TAREFA PROPOSTA :: Transcreva o trecho sobre fé e cultura, começando em "Mas a questão" e terminando em "o outro secular.".

TRECHO PARA LEITURA ::
A cultura é o resultado da atividade criativa do homem dentro das estruturas dadas por Deus. Portanto, ela nunca pode ser algo à parte  da nossa fé. Toda a nossa obra é, por fim, controlada por nossa resposta para a pergunta sobre quem – ou o que – é nosso Deus, e onde se encontra, para nós a fonte suprema de toda realidade e vida. Assim nossa “cultura” por consequência nunca pode ser algo à parte da nossa fé. Isso se aplica também àqueles que não reconhecem o verdadeiro Deus, o Criador: sua atividade cultural está influenciada por sua fé basicamente não cristã.[v]

Em seu livro, Igreja Centrada, Timothy Keller nos diz que se [...] Nossas críticas à cultura não terão poder de persuasão a menos que estejam baseadas em algo que possamos endossar nas crenças e nos valores dessa cultura.[vi] Fica claro na fala de Keller que a questão não é somente identificarmos os valores errados de uma cultura mas de como igreja e através da pregação do evangelho reformá-los.

Mas a questão labora sobre algumas discussões em relação a qual deve ser o posicionamento da igreja frente a cultura de hoje, vejamos algumas correntes apontadas no livro de Keller que cita Richard Niebuhr.[vii] Temos então basicamente cinco posicionamentos cristãos sobre a cultura.

Cristo Contra a cultura – Modelo de afastamento, em que se dá um distanciamento em relação à cultura e um mergulho a comunidade da igreja.

O Cristo da Cultura – Modelo de acomodação que reconhece Deus trabalhando a cultura e busca maneiras de ratificar esse fato.

Cristo acima da cultura – Modelo sintético que defende, por meio de Cristo, a complementação do que há de bom na cultura e uma construção em cima desses aspectos positivos da cultura.

Cristo e cultura em paradoxo – Modelo dualista que vê os cristãos como cidadãos de dois reinos diferentes, um sagrado e o outro secular.

DADOS ARMAZENADOS ::
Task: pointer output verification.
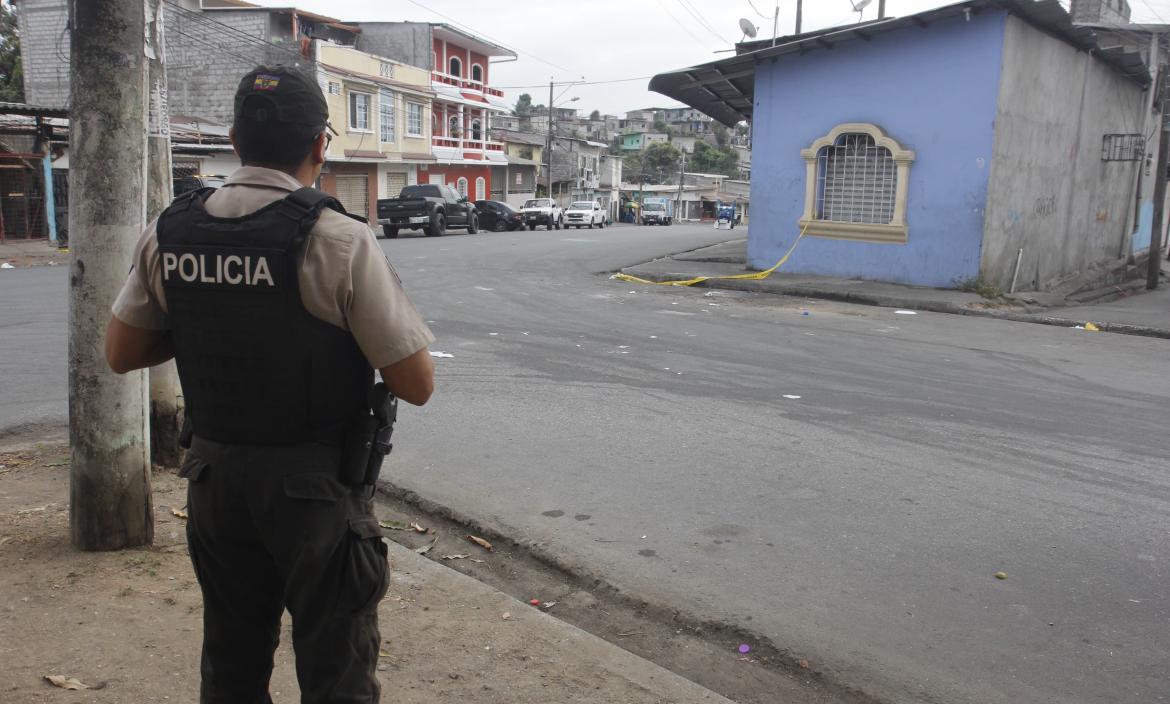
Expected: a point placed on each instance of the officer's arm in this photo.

---

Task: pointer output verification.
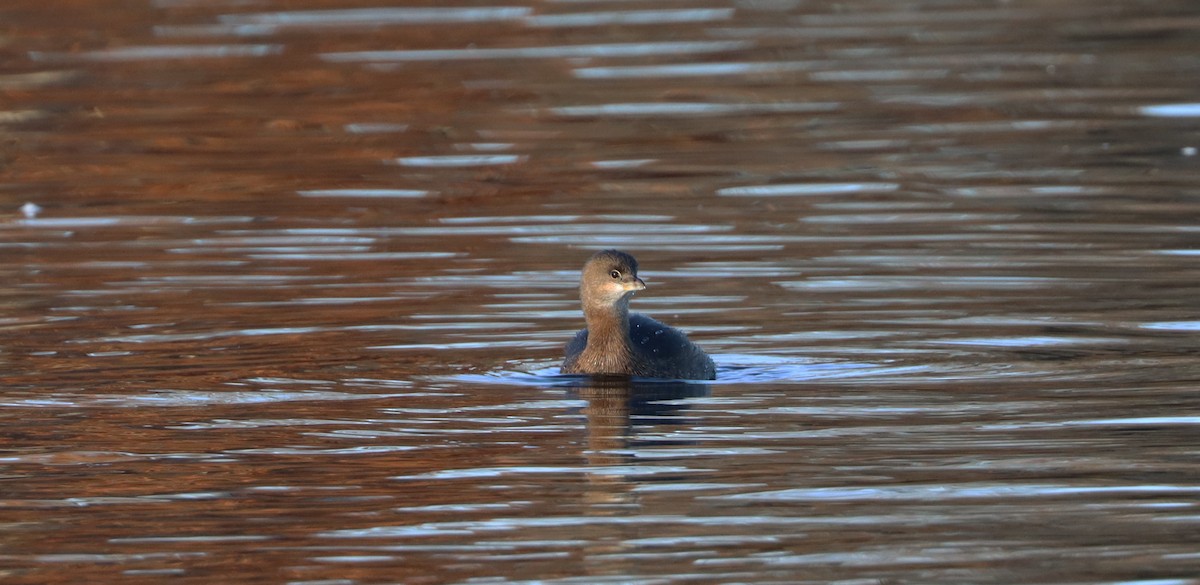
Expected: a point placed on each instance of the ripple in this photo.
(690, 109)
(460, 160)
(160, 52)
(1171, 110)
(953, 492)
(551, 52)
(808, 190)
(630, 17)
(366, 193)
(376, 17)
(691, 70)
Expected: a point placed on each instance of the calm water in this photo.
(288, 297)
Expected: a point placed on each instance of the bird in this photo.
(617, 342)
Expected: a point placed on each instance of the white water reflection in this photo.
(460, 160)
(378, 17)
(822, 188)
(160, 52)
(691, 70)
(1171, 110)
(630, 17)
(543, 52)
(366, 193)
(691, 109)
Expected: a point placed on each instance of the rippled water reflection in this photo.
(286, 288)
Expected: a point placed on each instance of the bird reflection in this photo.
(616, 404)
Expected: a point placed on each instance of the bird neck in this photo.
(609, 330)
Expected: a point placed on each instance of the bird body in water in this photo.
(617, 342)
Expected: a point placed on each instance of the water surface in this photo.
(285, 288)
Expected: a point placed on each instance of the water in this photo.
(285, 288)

==

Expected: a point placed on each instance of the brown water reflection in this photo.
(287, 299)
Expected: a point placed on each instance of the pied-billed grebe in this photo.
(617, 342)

SOLUÇÃO ::
Mas a questão labora sobre algumas discussões em relação a qual deve ser o posicionamento da igreja frente a cultura de hoje, vejamos algumas correntes apontadas no livro de Keller que cita Richard Niebuhr.[vii] Temos então basicamente cinco posicionamentos cristãos sobre a cultura.

Cristo Contra a cultura – Modelo de afastamento, em que se dá um distanciamento em relação à cultura e um mergulho a comunidade da igreja.

O Cristo da Cultura – Modelo de acomodação que reconhece Deus trabalhando a cultura e busca maneiras de ratificar esse fato.

Cristo acima da cultura – Modelo sintético que defende, por meio de Cristo, a complementação do que há de bom na cultura e uma construção em cima desses aspectos positivos da cultura.

Cristo e cultura em paradoxo – Modelo dualista que vê os cristãos como cidadãos de dois reinos diferentes, um sagrado e o outro secular.